### PASSAGE TO READ
Begin

# I need help planning - 45-gallon tall



## Daximus (Oct 19, 2011)

Tall tanks are sometimes tough to light up. I'd probably look at a low light setup, and plant accordingly. Look around for low light plants. 

When it comes to taller 'scapes...twiggy skinny driftwood always appeals to me.

I might caution you on the barbs...they aren't necessary aggressive per se, but I have seen a pack of them get bored and torment a slow mover, like a betta with a big fluffy tail.


----------



## Diana (Jan 14, 2010)

In that large a tank I would go with a slightly larger Cory. 
Schooling fish that do not nip are a good idea with a Betta. Maybe Harlequin Rasboras. Nice looking, school OK, not nippers. 

I have one of those tanks, too, 1-2-3-45 (1' x 2' x 3' = 45 gallons) and 'scaping is difficult, except that the tall Valisneria works well. 
An arching, lightly branched piece of wood is good, too. Not too twiggy. Put Anubias or Java Fern on it for interest mid tank or higher. 

The hardest part of that narrow a tank is to make it look 3 dimensional.


----------



## doggo (Jun 14, 2014)

This is the same tank as yours. The light is the Marineland Planted LED. Don't ask what all the plants are - I don't remember all of them! :icon_surp Can't advise on fish as all I have in this tank are Bristlenoses - adults and 3 spawns.


----------



## Zuzu (Sep 1, 2014)

@Daximus, yes, I’m definitely thinking low light, and thank you for the caution on the barbs. 

@Diana, do you think habrosus wouldn’t do well, or are you just thinking of scale in the large tank? The habrosus appeal to me because of their appearance and, from what I’ve read, they stick to bottom dwelling. 

I’m certain I will have vals, just not sure what kind yet. Is there a type that has, like, a loose corkscrew to it? (Does that even make sense? LOL)

I’m on the lookout for driftwood and leaning heavily toward manzanita. I love the two-tone look and like how the branches can add “movement” to a tank. On the other hand, Mopani is a lot easier for me to find locally, which would save on shipping.

@doggo, thank you for the pic of your lovely tank! I will have to look into that light. I am an utter newb with plants and have no idea how to get the right balance. Much more Googling in my future!


----------



## Raymond S. (Dec 29, 2012)

This is where your creativity in finding the right piece of wood will help you a lot. Generally speaking dead wood that has not fallen yet works well because once on the ground, no telling what is in it.
And of course this is only a suggestion.

End

### PROBLEMS TO WORK ON
- a) Give the username of every person who posted in the aquarium planning thread.
- b) Quote the aquarium planning thread from "## Daximus (Oct" to "big fluffy tail.".
You won't need these entries for anything here.

Dataset records on object locations

Begin

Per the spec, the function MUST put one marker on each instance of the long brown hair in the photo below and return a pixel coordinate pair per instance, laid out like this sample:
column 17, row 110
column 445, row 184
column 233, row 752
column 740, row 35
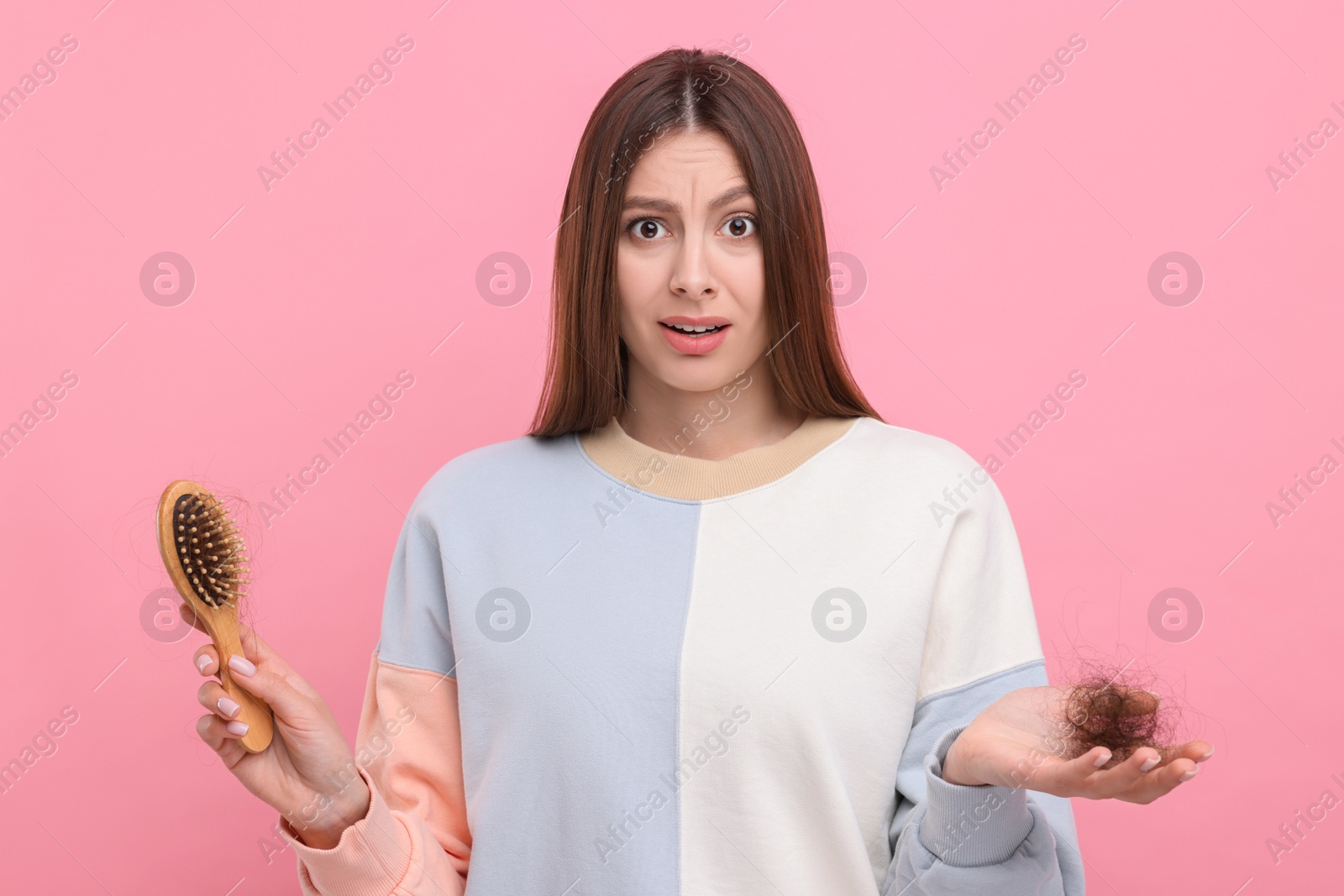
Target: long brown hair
column 665, row 94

End

### THE RESPONSES
- a) Daximus, Diana, doggo, Zuzu, Raymond S.

- b)
## Daximus (Oct 19, 2011)

Tall tanks are sometimes tough to light up. I'd probably look at a low light setup, and plant accordingly. Look around for low light plants. 

When it comes to taller 'scapes...twiggy skinny driftwood always appeals to me.

I might caution you on the barbs...they aren't necessary aggressive per se, but I have seen a pack of them get bored and torment a slow mover, like a betta with a big fluffy tail.